**提示された文章:**
==================================================

先述のように、堅牢さが売りの1つでもあるiPhone。昔ながらのコンピューターに詳しいユーザーであれば、Macを含めたアップル社の製品は総じてセキュリティレベルが高いという判断になりがちだ。現状を踏まえると、こうした見解の半分は正解だが、半分は間違いだと言える。

というのも、iPhoneとて完璧ではなく、これまでにもさまざまな脆弱性が生じてきた。また、ゼロデイ脆弱性が生じたことで被害が起こったケースもあった。特に、脱獄と呼ばれるようなカスタマイズをOSに施したデバイスでは、ゼロクリック攻撃といった手法のターゲットになるなど、iPhoneであってもセキュリティリスクは伴うのだ。

また、昨今の攻撃手法はWebブラウザーを経由するものも増えており、こうした場合だとOSの違いは関係ない。加えて、言葉巧みにユーザーを陥れようとするフィッシング詐欺も SMS、SNSのDMを用いるなど、OSを問わない手法が一般的になっており、逆にiPhoneだから安全だと信じ切ってしまうユーザーが狙われることもあるのだ。

デジタル技術の急速な発展により、IoT機器をはじめ、さまざまなデバイスが登場し、周辺のサービスも次々と立ち上がっている。こうした環境において、完全たる安全は保障されないことはiPhoneも例外ではない。そうした認識のもと、ユーザー自身がセキュリティの意識を高め、防犯のための対策を講じることが最も重要だと言える。

==================================================

**抜粋した項目:**
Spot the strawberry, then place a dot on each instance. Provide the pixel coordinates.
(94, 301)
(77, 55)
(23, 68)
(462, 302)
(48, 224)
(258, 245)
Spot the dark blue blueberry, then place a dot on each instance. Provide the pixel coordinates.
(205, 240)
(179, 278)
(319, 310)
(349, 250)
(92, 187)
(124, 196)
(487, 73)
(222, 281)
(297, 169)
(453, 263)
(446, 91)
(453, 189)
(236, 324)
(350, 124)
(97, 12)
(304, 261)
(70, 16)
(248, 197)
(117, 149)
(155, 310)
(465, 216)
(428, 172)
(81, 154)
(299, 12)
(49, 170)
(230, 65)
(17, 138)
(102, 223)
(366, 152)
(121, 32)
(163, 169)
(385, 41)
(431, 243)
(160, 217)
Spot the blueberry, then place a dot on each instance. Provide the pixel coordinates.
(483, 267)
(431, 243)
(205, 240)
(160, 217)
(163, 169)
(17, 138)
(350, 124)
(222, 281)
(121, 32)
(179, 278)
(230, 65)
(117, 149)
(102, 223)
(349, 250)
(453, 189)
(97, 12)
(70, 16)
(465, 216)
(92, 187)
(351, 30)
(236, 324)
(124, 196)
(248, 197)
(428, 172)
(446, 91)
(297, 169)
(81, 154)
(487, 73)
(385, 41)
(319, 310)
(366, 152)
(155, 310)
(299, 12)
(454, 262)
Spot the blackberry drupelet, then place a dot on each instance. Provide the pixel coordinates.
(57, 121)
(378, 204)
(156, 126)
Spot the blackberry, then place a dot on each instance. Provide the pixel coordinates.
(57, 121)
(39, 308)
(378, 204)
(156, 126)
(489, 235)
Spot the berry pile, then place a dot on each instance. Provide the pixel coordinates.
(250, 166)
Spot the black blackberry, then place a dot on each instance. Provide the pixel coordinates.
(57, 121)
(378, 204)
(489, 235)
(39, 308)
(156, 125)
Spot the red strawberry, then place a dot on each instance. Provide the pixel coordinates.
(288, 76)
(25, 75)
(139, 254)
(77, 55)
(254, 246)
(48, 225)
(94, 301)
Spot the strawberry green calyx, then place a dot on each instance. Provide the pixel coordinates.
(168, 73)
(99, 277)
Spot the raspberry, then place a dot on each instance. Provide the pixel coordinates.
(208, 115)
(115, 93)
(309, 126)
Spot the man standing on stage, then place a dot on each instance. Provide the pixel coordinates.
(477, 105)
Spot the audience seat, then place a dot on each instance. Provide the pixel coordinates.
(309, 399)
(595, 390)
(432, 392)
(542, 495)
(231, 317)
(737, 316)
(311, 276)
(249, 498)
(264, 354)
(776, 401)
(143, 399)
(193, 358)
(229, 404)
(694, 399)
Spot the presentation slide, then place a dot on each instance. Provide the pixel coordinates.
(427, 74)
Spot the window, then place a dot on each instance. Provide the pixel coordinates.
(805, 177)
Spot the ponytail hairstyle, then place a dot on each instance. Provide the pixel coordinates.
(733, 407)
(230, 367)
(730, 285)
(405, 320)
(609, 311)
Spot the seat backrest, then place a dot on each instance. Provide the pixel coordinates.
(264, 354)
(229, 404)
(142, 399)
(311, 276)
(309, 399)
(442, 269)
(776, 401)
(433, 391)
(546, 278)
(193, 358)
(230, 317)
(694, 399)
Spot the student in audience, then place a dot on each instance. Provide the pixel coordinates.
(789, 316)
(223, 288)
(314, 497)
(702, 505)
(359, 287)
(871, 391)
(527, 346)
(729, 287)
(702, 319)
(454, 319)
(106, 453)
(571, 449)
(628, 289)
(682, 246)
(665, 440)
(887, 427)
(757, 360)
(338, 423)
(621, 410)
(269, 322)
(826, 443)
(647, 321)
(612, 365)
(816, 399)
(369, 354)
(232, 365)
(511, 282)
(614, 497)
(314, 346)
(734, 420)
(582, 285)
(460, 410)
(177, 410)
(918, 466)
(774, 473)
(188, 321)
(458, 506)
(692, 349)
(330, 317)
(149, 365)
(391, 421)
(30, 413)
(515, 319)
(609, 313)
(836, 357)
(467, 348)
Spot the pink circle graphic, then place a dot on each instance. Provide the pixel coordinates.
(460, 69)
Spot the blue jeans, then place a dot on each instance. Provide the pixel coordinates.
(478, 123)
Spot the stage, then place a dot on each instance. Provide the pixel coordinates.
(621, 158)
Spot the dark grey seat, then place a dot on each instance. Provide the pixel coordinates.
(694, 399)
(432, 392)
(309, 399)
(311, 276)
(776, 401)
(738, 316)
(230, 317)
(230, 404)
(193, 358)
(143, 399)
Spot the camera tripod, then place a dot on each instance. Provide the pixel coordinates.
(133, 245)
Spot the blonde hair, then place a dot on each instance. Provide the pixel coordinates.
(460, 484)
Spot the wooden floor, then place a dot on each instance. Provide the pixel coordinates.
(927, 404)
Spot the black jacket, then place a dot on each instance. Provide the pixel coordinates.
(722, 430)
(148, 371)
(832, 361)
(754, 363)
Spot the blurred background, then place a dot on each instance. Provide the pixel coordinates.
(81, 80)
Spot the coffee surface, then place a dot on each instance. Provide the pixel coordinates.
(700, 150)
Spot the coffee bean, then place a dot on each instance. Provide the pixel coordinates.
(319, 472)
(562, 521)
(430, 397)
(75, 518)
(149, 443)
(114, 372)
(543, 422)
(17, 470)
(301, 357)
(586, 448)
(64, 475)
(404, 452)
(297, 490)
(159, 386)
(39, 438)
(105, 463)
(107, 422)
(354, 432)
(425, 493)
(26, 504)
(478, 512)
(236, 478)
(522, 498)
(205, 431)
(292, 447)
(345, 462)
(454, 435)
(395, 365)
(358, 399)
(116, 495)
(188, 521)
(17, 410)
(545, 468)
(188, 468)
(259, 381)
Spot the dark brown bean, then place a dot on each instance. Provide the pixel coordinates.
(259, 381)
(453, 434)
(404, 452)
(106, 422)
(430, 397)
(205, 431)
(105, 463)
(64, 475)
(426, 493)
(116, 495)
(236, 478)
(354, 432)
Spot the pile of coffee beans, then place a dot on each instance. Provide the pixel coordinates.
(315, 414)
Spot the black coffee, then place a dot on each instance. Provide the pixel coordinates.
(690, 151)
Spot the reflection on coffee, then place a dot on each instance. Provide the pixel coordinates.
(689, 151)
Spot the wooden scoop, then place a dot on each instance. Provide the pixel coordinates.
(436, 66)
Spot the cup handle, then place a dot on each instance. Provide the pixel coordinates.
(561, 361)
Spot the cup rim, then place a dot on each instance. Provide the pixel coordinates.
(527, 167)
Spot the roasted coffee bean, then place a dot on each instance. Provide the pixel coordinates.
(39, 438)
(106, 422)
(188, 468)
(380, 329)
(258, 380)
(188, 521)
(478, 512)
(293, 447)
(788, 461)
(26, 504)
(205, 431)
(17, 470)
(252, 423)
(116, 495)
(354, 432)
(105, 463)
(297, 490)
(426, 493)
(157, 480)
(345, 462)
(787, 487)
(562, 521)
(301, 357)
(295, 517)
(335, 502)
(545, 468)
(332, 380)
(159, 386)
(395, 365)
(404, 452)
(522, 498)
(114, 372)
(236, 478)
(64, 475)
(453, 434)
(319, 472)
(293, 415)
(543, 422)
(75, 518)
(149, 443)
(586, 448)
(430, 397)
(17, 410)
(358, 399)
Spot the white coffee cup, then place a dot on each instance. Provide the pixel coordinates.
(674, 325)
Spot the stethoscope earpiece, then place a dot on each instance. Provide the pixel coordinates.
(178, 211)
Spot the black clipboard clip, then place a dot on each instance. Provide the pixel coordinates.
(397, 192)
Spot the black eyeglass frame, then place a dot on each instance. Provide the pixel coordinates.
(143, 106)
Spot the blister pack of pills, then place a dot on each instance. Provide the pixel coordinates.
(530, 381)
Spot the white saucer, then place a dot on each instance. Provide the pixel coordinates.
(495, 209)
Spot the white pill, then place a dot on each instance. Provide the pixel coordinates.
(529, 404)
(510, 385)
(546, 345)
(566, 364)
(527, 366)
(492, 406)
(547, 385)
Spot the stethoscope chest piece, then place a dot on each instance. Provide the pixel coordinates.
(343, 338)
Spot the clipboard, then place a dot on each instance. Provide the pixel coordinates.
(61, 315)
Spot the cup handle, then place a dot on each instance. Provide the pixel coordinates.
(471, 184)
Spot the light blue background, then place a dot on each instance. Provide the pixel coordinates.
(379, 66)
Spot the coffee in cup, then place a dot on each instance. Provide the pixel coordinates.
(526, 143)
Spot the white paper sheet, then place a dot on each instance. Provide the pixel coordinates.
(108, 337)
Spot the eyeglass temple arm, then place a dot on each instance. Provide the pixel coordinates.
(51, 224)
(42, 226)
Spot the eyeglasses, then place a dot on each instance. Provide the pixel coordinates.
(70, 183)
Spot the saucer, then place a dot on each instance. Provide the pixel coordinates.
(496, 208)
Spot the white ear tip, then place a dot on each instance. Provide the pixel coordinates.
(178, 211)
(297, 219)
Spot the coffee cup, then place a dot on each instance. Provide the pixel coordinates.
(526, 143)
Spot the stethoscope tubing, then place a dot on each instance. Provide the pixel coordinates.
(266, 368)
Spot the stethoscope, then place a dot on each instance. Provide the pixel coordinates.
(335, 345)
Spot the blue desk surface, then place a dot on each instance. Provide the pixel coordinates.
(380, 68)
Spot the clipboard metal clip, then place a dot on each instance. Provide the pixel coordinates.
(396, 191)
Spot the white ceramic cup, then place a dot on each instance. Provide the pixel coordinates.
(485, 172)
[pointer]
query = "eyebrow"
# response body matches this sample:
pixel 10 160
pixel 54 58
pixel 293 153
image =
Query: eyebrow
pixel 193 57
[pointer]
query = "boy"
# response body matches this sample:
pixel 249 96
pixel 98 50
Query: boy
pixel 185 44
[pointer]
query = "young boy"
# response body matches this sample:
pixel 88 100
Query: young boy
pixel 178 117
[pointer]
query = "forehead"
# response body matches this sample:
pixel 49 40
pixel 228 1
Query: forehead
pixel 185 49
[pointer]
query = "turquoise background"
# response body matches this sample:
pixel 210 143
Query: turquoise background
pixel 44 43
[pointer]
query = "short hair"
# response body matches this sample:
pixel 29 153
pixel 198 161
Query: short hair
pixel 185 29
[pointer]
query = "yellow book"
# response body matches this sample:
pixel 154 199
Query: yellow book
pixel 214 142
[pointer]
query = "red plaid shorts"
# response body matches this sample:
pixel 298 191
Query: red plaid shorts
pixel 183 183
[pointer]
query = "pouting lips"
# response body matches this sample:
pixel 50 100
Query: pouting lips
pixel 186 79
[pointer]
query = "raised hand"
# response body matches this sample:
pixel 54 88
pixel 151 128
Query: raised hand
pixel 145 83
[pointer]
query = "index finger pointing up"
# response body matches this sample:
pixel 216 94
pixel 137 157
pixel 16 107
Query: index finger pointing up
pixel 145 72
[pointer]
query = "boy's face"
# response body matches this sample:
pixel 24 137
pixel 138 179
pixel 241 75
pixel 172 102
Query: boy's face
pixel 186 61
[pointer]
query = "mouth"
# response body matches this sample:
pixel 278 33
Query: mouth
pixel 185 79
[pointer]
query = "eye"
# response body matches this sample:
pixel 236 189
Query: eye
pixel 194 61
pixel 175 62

==================================================

**求められる内容:** iPhoneのセキュリティについての文章を、最後の文の後から書き継いでください。 項目は、この文章とは別の出典から取ったものです。

**課題の解答:**
Androidスマホに必要な7つのセキュリティ対策

Androidスマホを利用していくにあたり、iPhone以上にセキュリティ対策が重要なことは先述した背景からも明らかだろう。しかし、それぞれの対策は決して難しいものではない。少しの意識と時間を向けることで対応は可能だ。以下に7つの対策を紹介していく。

1)OSやアプリのバージョンを最新に

Androidスマホに限らないが、基本的なセキュリティ対策としてまず行うべきは、OSやアプリを常に最新バージョンにアップデートしておくことだ。マルウェアはOSやアプリの脆弱性を突いて感染する。また、不正アクセスなども脆弱性を悪用する場合が少なくない。OSやアプリをアップデートし、脆弱性を解消しておくことでセキュリティリスクは低減する。

近年、「ゼロデイ攻撃」と呼ばれる攻撃手法が一般化している。ゼロデイ攻撃では、攻撃時点で未知の脆弱性を突くマルウェアを迅速に開発して拡散される。ゼロデイ脆弱性の情報を売買するためのダークウェブも存在するなど、脆弱性が残されている状況は攻撃者にとって好都合であることをユーザーとして認識しておきたい。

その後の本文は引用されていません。